- **Texto del documento**:
Lo que más se escucha al comienzo de cada nuevo año son
los deseos de paz y felicidad. Si miramos de manera realista la situación
actual del mundo, e incluso de los diferentes países, incluido el nuestro, lo
que más falta es precisamente la paz. Pero es tan preciosa que siempre se
desea. Y tenemos que empeñarnos un montón (casi iba a decir... hay que luchar,
lo que sería contradictorio) para conseguir ese mínimo de paz que hace la vida
más apetecible: la paz interior, la paz en la familia, la paz en las relaciones
laborales, la paz en el juego político y la paz entre los pueblos. ¡Y cómo se
necesita! Además de los ataques terroristas, hay en el mundo 40 focos de
guerras o conflictos generalmente devastadores.
Son muchas y hasta misteriosas las causas que destruyen
la paz e impiden su construcción. Me limito a la primera: la profunda
desigualdad social mundial.
Thomas Piketty ha
escrito un libro entero sobre La economía de las desigualdades (Anagrama,
2015). El simple hecho de que alrededor del 1% de multibillonarios controlen
gran parte de los ingresos de los pueblos, y en Brasil, según el experto en el
campo Marcio Pochman, cinco mil familias detenten el 46% del PIB nacional
muestra el nivel de desigualdad. Piketty reconoce que «la cuestión de la
desigualdad de los ingresos del trabajo se ha convertido en el tema central de
la desigualdad contemporánea, si no de todos los tiempos». Ingresos altísimos
para unos pocos y pobreza infame para las grandes mayorías.
No olvidemos que la desigualdad es una categoría
analítico-descriptiva. Es fría, ya que no deja escuchar el grito del
sufrimiento que esconde. Ética y políticamente se traduce por injusticia
social. Y teológicamente, en pecado social y estructural que afecta al plan del
Creador que creó a todos los seres humanos a su imagen y semejanza, con la
misma dignidad y los mismos derechos a los bienes de la vida. Esta justicia
original (pacto social y creacional) se rompió a lo largo de la historia y nos
legó la injusticia atroz que tenemos actualmente, pues afecta a aquellos que no
pueden defenderse por sí mismos.
Una de las partes más contundentes de la encíclica del
Papa Francisco sobre el Cuidado de la Casa Común está dedicada a “la
desigualdad planetaria” (nn.48-52) Vale la pena citar sus palabras:
«Los excluidos son la mayor parte del planeta, miles de
millones de personas. Hoy están presentes en los debates políticos y económicos
internacionales, pero frecuentemente parece que sus problemas se plantean como
un apéndice, como una cuestión que se añade casi por obligación o de manera
periférica, si es que no se los considera un mero daño colateral. De hecho, a
la hora de la actuación concreta, quedan frecuentemente en el último lugar…
deberían integrar la justicia en las discusiones sobre el ambiente, para
escuchar tanto el grito de la Tierra como el grito de los pobres» (n.49).

- **Registros de etiquetado de ubicación**:
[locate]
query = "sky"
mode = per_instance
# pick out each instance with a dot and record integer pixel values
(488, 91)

- **Tarea 1**:
Según el texto sobre la paz y la desigualdad, ¿cuántos focos de guerras o conflictos hay en el mundo, además de los ataques terroristas?
- **Tarea 2**:
Devuelva todos los registros línea por línea, sin alterar nada.
Los registros no guardan relación alguna con el texto.

- **Respuesta final 1**:
Hay 40 focos de guerras o conflictos.

- **Respuesta final 2**:
[locate]
query = "sky"
mode = per_instance
# pick out each instance with a dot and record integer pixel values
(488, 91)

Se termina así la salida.